#### Extrait de page

Anecdote no. 1:  le soir de la première, un homme dans la soixantaine, assis dans le milieu de la cinquième rangée, a perdu connaissance lorsque le marquis y perd…sa première plume. Quelques jours plus tard, probablement assise à la même place que lui, ou tout près, (je siège à l’E-5), j’ai entendu quelques spectatrices émettre quelques bruits de répulsion et d’étonnement. Puis, un boom dans mon cœur surpris par cette scène disons-le saisissante. Apparemment que le malaise du spectateur n’y était aucunement lié. Mais permettez-moi d’en douter un peu…;-)

Anecdote no. 2: En lisant sur la vie de Sade, j'appris qu'un certain Jacques-André Langlois, son valet, était également son complice du vice lors de certaines parties intimes. Qui sait ? J’ai peut-être un lien quelconque de parenté avec ce Langlois-là...;-)

########
#### Relevé

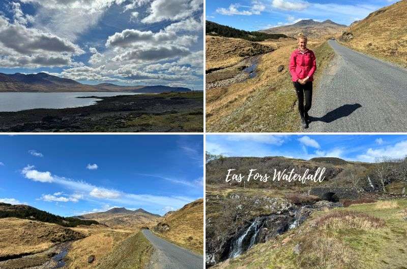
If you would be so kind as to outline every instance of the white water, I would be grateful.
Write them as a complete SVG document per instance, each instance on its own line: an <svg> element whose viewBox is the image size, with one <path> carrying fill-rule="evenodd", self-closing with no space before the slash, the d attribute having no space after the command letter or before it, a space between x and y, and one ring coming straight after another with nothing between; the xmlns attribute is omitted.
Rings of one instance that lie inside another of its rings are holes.
<svg viewBox="0 0 407 269"><path fill-rule="evenodd" d="M257 236L259 230L259 229L258 229L259 220L260 218L256 218L256 219L254 220L254 221L252 222L251 225L250 225L247 229L246 230L246 232L242 234L242 236L241 236L241 237L236 241L236 246L234 248L233 250L230 252L230 254L229 255L229 258L236 258L242 254L242 252L243 252L243 250L242 249L243 240L244 240L245 238L246 238L246 237L247 236L247 234L253 227L254 227L255 229L254 234L252 236L252 237L250 239L250 242L249 244L249 247L248 248L248 249L250 248L254 244L254 241L255 240L256 237Z"/></svg>

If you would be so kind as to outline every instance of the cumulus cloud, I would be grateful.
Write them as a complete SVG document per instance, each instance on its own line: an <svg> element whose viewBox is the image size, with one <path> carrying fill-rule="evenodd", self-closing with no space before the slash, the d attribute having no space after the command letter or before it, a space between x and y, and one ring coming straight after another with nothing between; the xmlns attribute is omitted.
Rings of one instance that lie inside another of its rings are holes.
<svg viewBox="0 0 407 269"><path fill-rule="evenodd" d="M317 149L321 148L321 146L319 146L319 144L316 142L316 140L312 139L307 136L305 136L299 138L298 141L300 141L302 144L307 147L311 147L312 148L315 148Z"/></svg>
<svg viewBox="0 0 407 269"><path fill-rule="evenodd" d="M203 4L202 0L154 0L148 10L149 15L141 22L153 23L185 19L201 9Z"/></svg>
<svg viewBox="0 0 407 269"><path fill-rule="evenodd" d="M10 23L0 15L0 65L4 67L62 66L84 52L54 35L20 23Z"/></svg>
<svg viewBox="0 0 407 269"><path fill-rule="evenodd" d="M57 202L64 202L66 203L68 201L72 201L74 203L77 203L79 201L79 199L83 197L83 195L78 194L74 194L71 195L62 195L62 192L56 192L53 194L42 194L41 197L38 199L42 200L45 201L57 201Z"/></svg>
<svg viewBox="0 0 407 269"><path fill-rule="evenodd" d="M36 157L44 157L44 155L41 152L38 152L36 150L33 149L28 150L28 153L33 156L35 156Z"/></svg>
<svg viewBox="0 0 407 269"><path fill-rule="evenodd" d="M5 203L11 205L27 205L26 203L21 203L14 198L0 198L0 203Z"/></svg>
<svg viewBox="0 0 407 269"><path fill-rule="evenodd" d="M309 3L305 1L288 1L287 0L273 0L273 7L283 10L303 10L309 7Z"/></svg>
<svg viewBox="0 0 407 269"><path fill-rule="evenodd" d="M86 166L86 169L89 169L89 170L96 170L99 166L96 163L94 163L93 164L91 164L90 163L88 163L88 165Z"/></svg>
<svg viewBox="0 0 407 269"><path fill-rule="evenodd" d="M95 188L89 194L92 196L100 198L114 199L120 197L120 193L112 190L108 190L102 188Z"/></svg>
<svg viewBox="0 0 407 269"><path fill-rule="evenodd" d="M374 141L374 142L375 142L376 143L376 144L377 144L377 145L382 145L382 144L383 144L384 143L384 141L383 141L383 140L382 138L377 138L377 139L376 139L376 140Z"/></svg>
<svg viewBox="0 0 407 269"><path fill-rule="evenodd" d="M31 179L34 181L39 181L40 182L54 182L54 179L51 174L51 172L38 171L34 169L35 167L34 165L28 164L23 169L21 174L26 178Z"/></svg>
<svg viewBox="0 0 407 269"><path fill-rule="evenodd" d="M358 155L358 160L373 162L376 158L383 156L392 158L404 158L407 155L407 140L396 143L394 145L376 148L370 148L366 152Z"/></svg>

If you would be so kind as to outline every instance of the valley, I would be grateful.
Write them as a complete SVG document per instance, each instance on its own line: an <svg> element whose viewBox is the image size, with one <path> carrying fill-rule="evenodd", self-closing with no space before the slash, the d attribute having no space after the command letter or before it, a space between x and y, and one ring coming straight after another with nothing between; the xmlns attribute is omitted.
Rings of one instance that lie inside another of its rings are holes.
<svg viewBox="0 0 407 269"><path fill-rule="evenodd" d="M405 159L211 158L206 173L207 266L402 266L407 258L402 251L402 239L407 238L405 164ZM251 167L265 174L287 167L314 173L323 167L326 178L321 183L225 180L231 168L236 174ZM386 171L384 183L379 170Z"/></svg>
<svg viewBox="0 0 407 269"><path fill-rule="evenodd" d="M248 33L249 38L242 36L244 31L239 32L239 38L227 37L220 31L207 35L208 131L301 130L297 96L288 70L288 59L297 47L300 33L308 36L307 47L317 59L315 98L307 131L403 131L405 124L401 118L389 116L376 122L377 119L369 118L369 115L377 115L375 108L397 111L390 112L389 115L401 115L399 112L405 110L400 91L406 73L403 68L407 66L407 32L403 26L407 18L403 12L406 5L405 1L399 1L349 26L330 20L302 20L259 31L285 37L251 40ZM352 50L343 53L341 46ZM372 91L377 92L372 94ZM366 94L372 97L367 99Z"/></svg>
<svg viewBox="0 0 407 269"><path fill-rule="evenodd" d="M201 199L164 217L141 209L114 208L66 219L76 220L72 225L64 220L62 224L69 227L37 220L61 217L35 208L0 206L1 268L146 268L158 251L143 234L146 229L196 253L191 254L195 260L202 259ZM24 217L26 213L34 215ZM7 214L19 218L5 217ZM163 226L165 231L161 229ZM199 264L203 263L200 260Z"/></svg>

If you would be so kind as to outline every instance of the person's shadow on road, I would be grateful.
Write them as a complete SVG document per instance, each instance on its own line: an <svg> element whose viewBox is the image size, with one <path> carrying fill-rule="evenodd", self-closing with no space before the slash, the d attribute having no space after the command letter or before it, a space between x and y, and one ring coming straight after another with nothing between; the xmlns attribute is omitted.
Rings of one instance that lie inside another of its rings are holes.
<svg viewBox="0 0 407 269"><path fill-rule="evenodd" d="M332 111L327 113L325 116L317 118L315 117L309 117L309 121L322 121L329 123L332 121L343 118L347 117L352 114L355 110L359 108L361 108L362 105L360 104L354 104L353 105L343 105L338 108L336 108Z"/></svg>

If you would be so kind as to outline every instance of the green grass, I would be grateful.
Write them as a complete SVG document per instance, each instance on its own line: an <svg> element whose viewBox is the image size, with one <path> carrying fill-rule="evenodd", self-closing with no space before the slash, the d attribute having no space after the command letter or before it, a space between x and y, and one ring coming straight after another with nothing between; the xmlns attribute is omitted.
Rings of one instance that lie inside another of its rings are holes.
<svg viewBox="0 0 407 269"><path fill-rule="evenodd" d="M149 263L153 246L141 231L131 236L116 247L98 264L100 268L143 268Z"/></svg>
<svg viewBox="0 0 407 269"><path fill-rule="evenodd" d="M388 205L395 206L386 207ZM406 209L407 200L394 200L315 212L300 227L274 241L258 244L242 256L218 266L405 268ZM335 215L356 217L332 217L325 222L322 220ZM289 241L283 244L282 240L290 236ZM297 244L301 248L299 254L293 251Z"/></svg>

########

> Consigne A:
D'après l'extrait, comment s'appelait le valet de Sade ?
> Consigne B:
Dans les lignes, recopiez à l'identique le passage qui va de la ligne contenant « grass, I would be grateful. » jusqu'à la ligne contenant « 263L153 246L141 231L131 », ces deux lignes comprises.
L'extrait et les lignes constituent deux documents distincts.

> Réponse A:
Jacques-André Langlois.

> Réponse B:
If you would be so kind as to outline every instance of the green grass, I would be grateful.
Write them as a complete SVG document per instance, each instance on its own line: an <svg> element whose viewBox is the image size, with one <path> carrying fill-rule="evenodd", self-closing with no space before the slash, the d attribute having no space after the command letter or before it, a space between x and y, and one ring coming straight after another with nothing between; the xmlns attribute is omitted.
Rings of one instance that lie inside another of its rings are holes.
<svg viewBox="0 0 407 269"><path fill-rule="evenodd" d="M149 263L153 246L141 231L131 236L116 247L98 264L100 268L143 268Z"/></svg>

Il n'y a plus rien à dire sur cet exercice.